>> begin Text to read
Fast and accurate quality control is essential for studies involving next-generation sequencing data. Numerous tools exist to quantify QC metrics, but assessing analysis results across an entire project can be time consuming and error prone. For example, it is not possible to interpret hundreds of FastQC reports; simply picking a handful may miss group patterns or outlier samples.

Results

We present MultiQC, a tool to create a single report with interactive plots generated for multiple analyses across many samples. Reports enable global trends to be quickly visualized and outlier samples identified. MultiQC can plot data from many common bioinformatics tools and is built to allow easy extension and customization. It requires little or no configuration, is run on the command line and generates a single stand-alone HTML report.

Availability and implementation

The package is available with an MIT license through GitHub and the Python Package Index. Example reports, documentation and downloads are available at: http://multiqc.info

Introduction

Advances in next-generation sequencing are leading to an avalanche of data. Whilst opening doors to new analysis types and experimental designs, this provides a challenge for bioinformaticians. A typical analysis can yield many log files and analysis metrics. This leads to the complex and time consuming task of finding and compiling statistics from numerous reports and log files for every sample.

MultiQC addresses this problem by searching an analysis directory for any recognized content and creating a single summary report. It is a general use tool, designed to parse log files from multiple programs and create plots with overlaid data. This provides a fast method to scan key statistics for a project quickly and easily. Shared plots allow accurate comparison between samples, which is not possible when switching between different reports. It produces a stand-alone HTML report with embedded interactive plots and tools.

MultiQC is suitable for integration with existing workflows with little to no configuration. Its routine use can improve data interpretation and save a great deal of time for bioinformaticians.
>> end Text to read
>> begin Extracted information
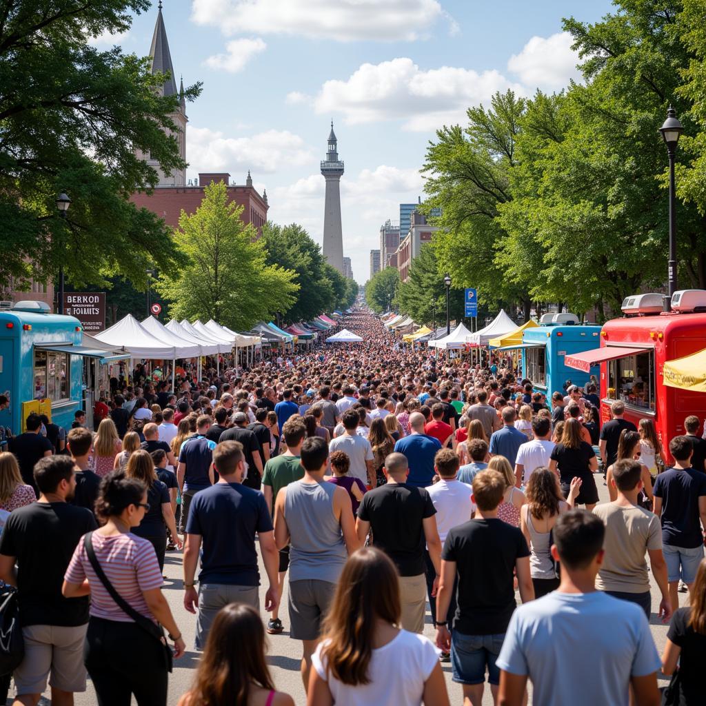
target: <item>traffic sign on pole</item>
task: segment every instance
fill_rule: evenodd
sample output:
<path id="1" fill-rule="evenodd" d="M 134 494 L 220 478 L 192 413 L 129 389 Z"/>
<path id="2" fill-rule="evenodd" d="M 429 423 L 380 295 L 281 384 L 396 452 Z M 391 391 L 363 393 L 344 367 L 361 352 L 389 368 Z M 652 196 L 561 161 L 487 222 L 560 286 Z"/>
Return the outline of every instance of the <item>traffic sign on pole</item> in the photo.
>> end Extracted information
• [Written exercise A]: Rewrite the paragraph of the MultiQC text that begins "MultiQC addresses this problem" as a bulleted list, keeping its main facts.
• [Written exercise B]: Continue the MultiQC text from the point at which it ends.

• [Answer A]:
- MultiQC searches an analysis directory for any recognized content and creates a single summary report.
- It is a general-use tool that parses log files from multiple programs and produces plots with overlaid data.
- It offers a fast, easy way to scan a project's key statistics.
- Shared plots allow accurate comparison between samples, which switching between different reports does not.
- Its output is a stand-alone HTML report with embedded interactive plots and tools.

• [Answer B]:
> **Fig 1.** Top of a typical MultiQC report. The general statistics table > can be seen with metrics gathered across multiple analysis outputs for each sample.

Running MultiQC

MultiQC is run on the command line - specified paths are searched recursively for any recognized files and a report is compiled. Reports are HTML files which can be opened in any modern web browser. Plots are resizable and interactive, some with click and drag zooming. A toolbox allows sample renaming, highlighting and hiding. Plots can be exported in a range of publication-ready formats, including PNG, SVG and PDF. Parsed data is also saved as tab delimited text files for downstream use. This makes MultiQC especially useful for use with single cell data, which can have thousands of samples.

MultiQC is run in the same way for any analysis type. Each module will search for recognised log files and produce no output if none are found, meaning that little to no configuration is required. At the time of writing, MultiQC comes with modules to parse logs from a range of tools including FastQC, FastQ Screen, Cutadapt, Bowtie 1/2, STAR, Tophat, Bismark, Picard, Preseq, Subread featureCounts and Qualimap.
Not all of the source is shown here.